What you are asked to do: Copy nothing but the lines from the opening of the entries through the line that contains "like [(209, 96)]", exactly as written. Drop the pictures.

Data for this exercise:
——

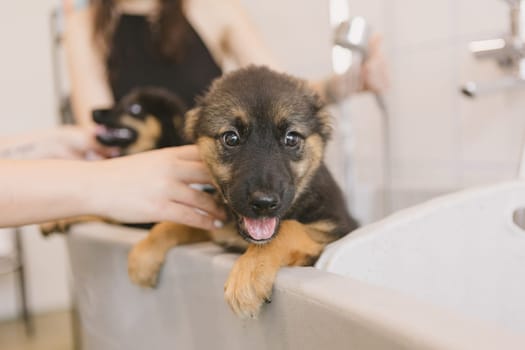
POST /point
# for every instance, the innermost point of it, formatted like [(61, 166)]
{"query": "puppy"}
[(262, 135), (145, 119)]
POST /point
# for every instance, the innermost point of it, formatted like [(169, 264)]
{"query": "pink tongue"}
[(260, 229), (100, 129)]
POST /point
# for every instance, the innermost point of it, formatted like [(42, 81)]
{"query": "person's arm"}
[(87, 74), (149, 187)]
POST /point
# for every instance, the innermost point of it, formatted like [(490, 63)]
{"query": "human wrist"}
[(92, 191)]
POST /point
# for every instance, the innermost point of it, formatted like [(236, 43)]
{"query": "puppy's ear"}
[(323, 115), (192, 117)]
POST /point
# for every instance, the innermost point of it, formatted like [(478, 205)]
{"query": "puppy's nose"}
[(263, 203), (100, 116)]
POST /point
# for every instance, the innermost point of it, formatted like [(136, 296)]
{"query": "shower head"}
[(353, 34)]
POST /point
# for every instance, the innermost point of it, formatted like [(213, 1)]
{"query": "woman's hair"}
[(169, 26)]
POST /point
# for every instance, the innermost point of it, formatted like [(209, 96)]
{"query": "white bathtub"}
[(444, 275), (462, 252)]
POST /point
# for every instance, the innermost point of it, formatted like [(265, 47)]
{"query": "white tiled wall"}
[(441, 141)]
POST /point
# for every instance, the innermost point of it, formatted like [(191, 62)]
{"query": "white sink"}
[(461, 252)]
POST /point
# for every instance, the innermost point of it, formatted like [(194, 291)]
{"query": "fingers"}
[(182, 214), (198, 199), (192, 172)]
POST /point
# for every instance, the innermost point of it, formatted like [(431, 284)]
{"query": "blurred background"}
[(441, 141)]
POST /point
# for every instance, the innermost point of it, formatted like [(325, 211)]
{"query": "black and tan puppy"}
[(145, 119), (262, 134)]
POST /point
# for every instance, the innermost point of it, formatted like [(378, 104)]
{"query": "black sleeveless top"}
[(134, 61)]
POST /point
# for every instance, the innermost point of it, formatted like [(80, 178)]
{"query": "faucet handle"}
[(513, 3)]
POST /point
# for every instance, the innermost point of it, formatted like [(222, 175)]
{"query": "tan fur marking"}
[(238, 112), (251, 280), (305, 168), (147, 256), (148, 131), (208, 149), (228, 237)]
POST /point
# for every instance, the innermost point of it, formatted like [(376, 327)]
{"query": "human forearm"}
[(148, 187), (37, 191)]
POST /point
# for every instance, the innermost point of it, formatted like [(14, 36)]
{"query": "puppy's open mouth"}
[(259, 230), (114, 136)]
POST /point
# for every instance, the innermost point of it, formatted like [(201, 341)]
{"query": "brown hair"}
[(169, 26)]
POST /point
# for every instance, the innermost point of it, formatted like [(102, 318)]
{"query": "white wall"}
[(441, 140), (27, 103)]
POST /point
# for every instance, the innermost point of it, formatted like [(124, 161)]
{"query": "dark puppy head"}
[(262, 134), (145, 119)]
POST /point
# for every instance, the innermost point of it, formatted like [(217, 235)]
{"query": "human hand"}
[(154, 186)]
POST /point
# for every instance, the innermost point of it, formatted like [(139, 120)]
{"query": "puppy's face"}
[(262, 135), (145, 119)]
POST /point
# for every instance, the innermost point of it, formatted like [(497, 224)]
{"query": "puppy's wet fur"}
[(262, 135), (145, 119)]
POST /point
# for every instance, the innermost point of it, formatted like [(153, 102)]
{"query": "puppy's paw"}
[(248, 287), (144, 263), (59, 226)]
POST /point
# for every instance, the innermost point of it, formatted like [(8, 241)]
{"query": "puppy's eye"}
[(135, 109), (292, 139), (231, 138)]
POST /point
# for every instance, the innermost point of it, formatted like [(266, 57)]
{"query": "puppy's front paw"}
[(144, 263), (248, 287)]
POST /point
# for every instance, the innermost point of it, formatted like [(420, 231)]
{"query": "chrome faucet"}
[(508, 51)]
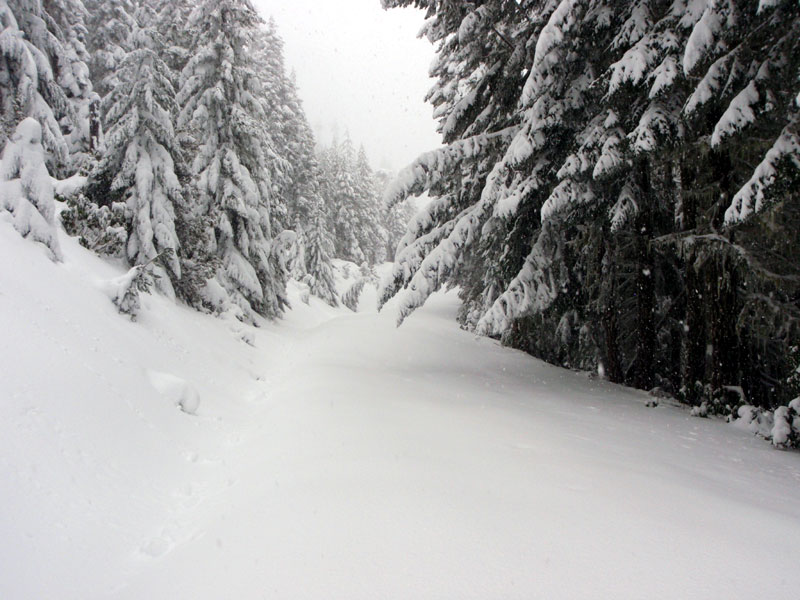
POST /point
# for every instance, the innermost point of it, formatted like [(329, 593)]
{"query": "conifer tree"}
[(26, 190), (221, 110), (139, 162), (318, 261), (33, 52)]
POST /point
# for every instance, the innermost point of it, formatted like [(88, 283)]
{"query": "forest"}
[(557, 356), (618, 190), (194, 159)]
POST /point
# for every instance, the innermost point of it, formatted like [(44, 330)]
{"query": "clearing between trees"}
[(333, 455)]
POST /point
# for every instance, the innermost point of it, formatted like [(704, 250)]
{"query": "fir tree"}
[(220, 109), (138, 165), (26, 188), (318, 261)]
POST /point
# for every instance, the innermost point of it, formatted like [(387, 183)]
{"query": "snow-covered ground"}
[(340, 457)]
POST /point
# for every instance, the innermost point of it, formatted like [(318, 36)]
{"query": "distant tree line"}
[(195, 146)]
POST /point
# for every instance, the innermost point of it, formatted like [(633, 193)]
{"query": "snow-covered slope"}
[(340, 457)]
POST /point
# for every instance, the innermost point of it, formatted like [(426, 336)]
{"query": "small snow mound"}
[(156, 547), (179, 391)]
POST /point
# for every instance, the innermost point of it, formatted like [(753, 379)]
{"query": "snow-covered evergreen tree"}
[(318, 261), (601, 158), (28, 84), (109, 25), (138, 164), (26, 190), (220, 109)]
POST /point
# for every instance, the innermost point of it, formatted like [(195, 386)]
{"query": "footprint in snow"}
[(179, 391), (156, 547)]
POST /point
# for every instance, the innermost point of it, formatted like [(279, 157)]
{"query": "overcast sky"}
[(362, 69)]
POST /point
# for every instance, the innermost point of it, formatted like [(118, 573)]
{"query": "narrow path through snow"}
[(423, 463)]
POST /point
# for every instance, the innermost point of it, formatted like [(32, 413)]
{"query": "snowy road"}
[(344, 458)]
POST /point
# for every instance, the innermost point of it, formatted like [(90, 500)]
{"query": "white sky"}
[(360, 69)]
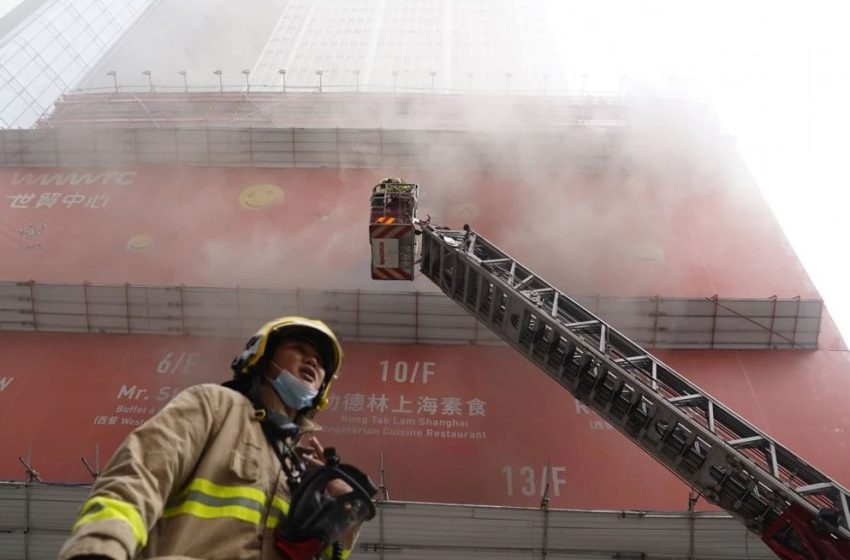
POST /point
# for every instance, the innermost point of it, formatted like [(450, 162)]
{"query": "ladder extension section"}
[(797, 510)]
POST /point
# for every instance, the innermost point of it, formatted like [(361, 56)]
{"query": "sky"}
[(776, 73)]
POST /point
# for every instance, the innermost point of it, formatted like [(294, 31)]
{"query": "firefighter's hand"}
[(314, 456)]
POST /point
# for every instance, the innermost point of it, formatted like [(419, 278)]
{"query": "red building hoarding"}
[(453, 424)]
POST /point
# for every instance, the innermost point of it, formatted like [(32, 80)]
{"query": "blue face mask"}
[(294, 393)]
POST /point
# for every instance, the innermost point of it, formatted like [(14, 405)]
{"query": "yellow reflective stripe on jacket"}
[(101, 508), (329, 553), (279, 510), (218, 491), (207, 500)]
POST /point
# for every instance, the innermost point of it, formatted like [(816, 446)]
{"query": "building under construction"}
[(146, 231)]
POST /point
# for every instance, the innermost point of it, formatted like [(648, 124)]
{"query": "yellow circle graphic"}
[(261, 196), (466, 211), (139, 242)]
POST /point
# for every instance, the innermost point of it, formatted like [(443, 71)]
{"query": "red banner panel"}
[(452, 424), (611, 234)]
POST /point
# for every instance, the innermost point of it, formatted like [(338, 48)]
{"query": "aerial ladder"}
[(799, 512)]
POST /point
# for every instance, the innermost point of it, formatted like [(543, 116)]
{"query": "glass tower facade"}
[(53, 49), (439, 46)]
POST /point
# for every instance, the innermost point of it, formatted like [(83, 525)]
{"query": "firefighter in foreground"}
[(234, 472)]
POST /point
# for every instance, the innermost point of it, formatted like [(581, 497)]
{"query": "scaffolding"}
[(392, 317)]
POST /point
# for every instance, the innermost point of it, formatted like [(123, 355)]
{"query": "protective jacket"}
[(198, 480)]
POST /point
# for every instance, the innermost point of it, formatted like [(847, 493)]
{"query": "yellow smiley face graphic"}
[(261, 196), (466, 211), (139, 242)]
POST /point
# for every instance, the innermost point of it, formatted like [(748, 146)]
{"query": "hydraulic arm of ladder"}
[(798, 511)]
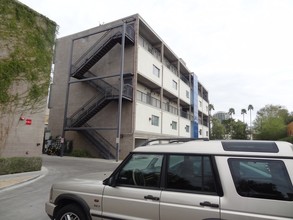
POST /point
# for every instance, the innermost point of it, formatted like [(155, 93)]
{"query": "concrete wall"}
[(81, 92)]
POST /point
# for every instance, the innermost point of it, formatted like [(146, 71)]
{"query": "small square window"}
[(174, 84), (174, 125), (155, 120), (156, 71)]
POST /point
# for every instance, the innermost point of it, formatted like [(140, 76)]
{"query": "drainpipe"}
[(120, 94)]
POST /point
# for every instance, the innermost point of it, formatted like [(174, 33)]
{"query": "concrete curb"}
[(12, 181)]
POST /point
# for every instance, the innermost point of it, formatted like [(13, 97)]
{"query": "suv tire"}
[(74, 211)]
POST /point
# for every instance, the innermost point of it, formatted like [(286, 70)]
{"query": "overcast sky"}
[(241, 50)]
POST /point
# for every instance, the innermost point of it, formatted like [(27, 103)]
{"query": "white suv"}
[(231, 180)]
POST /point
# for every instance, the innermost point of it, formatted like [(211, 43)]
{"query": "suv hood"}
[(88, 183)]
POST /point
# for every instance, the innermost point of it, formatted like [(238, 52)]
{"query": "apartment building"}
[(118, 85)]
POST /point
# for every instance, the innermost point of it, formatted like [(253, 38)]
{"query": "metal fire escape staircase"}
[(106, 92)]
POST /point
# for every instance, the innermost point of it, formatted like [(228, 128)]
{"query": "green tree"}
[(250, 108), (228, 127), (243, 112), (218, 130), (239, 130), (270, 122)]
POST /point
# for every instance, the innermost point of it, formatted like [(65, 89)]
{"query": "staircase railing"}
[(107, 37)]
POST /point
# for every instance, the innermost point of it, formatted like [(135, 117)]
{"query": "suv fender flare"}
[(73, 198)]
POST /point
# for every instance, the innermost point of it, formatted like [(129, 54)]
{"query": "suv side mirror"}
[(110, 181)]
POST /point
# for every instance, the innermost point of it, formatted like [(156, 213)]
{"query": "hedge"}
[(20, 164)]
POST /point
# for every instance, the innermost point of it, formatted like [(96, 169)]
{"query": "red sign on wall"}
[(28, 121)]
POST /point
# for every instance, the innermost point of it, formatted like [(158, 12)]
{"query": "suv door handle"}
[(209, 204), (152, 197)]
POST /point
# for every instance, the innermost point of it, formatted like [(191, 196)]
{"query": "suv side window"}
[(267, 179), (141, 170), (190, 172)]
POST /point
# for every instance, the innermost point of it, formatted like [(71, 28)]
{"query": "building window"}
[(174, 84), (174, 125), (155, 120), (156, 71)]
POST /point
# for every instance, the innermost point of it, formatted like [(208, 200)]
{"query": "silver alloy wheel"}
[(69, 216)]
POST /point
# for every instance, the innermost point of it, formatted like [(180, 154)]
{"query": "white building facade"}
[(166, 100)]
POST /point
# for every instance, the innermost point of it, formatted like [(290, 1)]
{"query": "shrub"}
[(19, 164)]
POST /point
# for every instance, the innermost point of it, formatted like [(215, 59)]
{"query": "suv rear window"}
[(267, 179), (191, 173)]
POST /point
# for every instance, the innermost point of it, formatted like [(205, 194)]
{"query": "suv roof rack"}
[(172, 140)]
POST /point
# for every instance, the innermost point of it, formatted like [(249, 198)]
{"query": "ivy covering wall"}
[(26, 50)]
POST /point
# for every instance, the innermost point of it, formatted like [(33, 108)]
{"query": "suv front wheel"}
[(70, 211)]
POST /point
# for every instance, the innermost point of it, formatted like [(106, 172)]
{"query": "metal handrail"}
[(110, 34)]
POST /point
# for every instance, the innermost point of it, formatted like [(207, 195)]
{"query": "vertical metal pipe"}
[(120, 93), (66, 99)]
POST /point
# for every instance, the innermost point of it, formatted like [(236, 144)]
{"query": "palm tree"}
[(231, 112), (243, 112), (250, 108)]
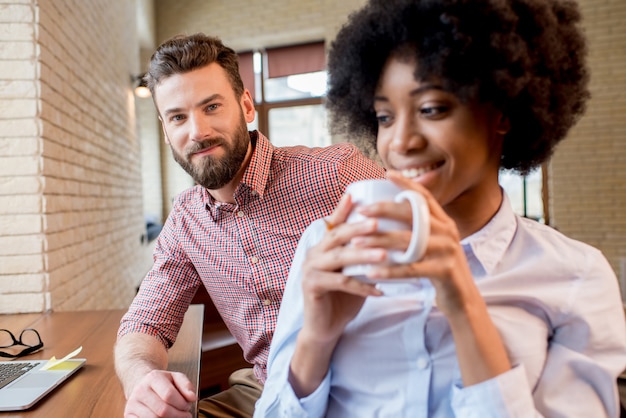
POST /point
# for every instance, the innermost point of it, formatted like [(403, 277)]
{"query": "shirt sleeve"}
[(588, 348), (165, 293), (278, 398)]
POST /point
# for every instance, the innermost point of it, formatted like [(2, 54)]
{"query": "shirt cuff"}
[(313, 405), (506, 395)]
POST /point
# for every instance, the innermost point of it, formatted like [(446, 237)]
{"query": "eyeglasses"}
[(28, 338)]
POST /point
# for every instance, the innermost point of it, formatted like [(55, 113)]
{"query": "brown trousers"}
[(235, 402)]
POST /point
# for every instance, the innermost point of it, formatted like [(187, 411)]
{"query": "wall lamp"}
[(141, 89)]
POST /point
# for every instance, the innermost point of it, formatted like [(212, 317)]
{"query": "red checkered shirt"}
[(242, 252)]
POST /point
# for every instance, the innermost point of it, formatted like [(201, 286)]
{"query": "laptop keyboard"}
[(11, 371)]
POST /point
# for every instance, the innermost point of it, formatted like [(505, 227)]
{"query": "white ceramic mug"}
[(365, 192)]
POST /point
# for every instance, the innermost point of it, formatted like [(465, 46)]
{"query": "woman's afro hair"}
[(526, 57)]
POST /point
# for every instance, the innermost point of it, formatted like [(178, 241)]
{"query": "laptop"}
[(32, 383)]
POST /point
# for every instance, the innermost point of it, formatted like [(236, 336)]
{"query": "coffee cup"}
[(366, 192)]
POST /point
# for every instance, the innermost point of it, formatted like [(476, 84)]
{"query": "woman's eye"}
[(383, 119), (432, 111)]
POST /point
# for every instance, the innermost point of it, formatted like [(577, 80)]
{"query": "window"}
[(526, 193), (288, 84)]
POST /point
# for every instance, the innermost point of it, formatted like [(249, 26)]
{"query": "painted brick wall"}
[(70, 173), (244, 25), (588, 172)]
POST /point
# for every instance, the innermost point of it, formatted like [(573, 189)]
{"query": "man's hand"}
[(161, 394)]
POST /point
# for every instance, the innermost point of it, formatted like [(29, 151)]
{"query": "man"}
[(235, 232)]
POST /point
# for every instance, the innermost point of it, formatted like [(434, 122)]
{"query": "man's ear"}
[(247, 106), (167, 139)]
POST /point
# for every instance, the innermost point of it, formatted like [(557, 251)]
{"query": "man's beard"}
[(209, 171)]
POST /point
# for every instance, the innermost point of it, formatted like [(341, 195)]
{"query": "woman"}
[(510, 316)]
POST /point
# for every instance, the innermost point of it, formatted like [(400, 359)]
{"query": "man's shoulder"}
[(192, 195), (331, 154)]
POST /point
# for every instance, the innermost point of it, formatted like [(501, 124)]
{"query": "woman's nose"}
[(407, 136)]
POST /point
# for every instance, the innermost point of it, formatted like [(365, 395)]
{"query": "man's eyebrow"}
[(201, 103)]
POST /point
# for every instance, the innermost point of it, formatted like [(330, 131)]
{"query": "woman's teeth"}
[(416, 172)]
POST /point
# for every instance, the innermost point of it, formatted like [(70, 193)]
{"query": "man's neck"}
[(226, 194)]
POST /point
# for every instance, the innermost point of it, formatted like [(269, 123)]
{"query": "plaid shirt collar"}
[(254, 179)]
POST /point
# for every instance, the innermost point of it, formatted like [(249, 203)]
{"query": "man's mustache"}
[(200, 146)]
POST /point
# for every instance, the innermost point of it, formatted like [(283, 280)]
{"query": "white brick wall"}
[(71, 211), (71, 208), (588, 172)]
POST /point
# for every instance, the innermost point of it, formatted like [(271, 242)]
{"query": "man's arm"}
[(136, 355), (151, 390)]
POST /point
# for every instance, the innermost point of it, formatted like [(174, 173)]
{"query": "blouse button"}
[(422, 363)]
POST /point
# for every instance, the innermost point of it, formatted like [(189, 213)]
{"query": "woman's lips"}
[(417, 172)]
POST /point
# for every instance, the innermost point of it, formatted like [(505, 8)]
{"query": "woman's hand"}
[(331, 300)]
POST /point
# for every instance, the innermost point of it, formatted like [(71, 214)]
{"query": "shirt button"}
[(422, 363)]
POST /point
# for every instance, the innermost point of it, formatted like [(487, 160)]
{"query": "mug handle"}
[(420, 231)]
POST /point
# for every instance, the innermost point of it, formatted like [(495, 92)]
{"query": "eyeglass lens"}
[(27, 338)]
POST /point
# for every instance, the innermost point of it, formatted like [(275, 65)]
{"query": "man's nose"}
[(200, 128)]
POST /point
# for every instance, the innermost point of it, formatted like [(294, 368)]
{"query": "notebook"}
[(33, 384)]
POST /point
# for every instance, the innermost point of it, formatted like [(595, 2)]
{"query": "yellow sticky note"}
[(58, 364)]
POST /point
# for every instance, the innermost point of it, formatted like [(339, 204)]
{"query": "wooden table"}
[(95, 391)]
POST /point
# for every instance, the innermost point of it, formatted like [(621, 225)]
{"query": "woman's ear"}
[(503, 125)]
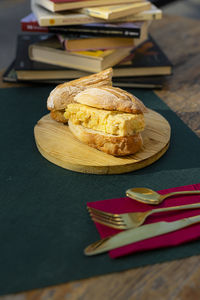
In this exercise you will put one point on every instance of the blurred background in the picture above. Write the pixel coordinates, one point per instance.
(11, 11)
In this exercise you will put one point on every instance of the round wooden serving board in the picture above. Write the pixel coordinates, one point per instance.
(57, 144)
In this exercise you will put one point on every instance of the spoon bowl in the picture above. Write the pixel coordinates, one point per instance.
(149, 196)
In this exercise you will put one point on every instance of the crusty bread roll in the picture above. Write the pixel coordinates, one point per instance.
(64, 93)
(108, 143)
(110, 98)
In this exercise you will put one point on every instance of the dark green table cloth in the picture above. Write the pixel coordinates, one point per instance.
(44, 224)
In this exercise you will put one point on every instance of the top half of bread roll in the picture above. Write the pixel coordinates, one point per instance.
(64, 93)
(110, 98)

——

Result of this exercise:
POST /point
# for every instance, the innermost point of it, formatted like [(61, 166)]
{"query": "puppy"}
[(262, 135), (145, 119)]
POST /point
# for every instance, the innermost point of it, formatted like [(169, 264)]
{"query": "pink tongue"}
[(260, 229), (100, 129)]
POST /point
# for every instance, the innermost point of it, formatted like [(42, 81)]
{"query": "person's arm"}
[(87, 74), (149, 187)]
POST /point
# for every instance, the innermost point of it, formatted like [(490, 63)]
{"query": "human wrist"}
[(92, 191)]
POST /point
# for every instance, the innermost point of it, formatted like [(236, 43)]
{"query": "puppy's ear"}
[(323, 115), (192, 117)]
POST /point
# for every instance, the innermost point of it, formatted like [(478, 205)]
{"query": "puppy's nose"}
[(263, 203), (100, 116)]
POST /point
# for every instance, the innermost point of it, formatted like [(136, 296)]
{"query": "shower head"}
[(353, 34)]
POST /point
# for every instance, the innermost point of it, formatted like [(213, 1)]
{"query": "woman's hair"}
[(169, 26)]
POST /point
# for every instance, the innermost point of it, formatted like [(209, 96)]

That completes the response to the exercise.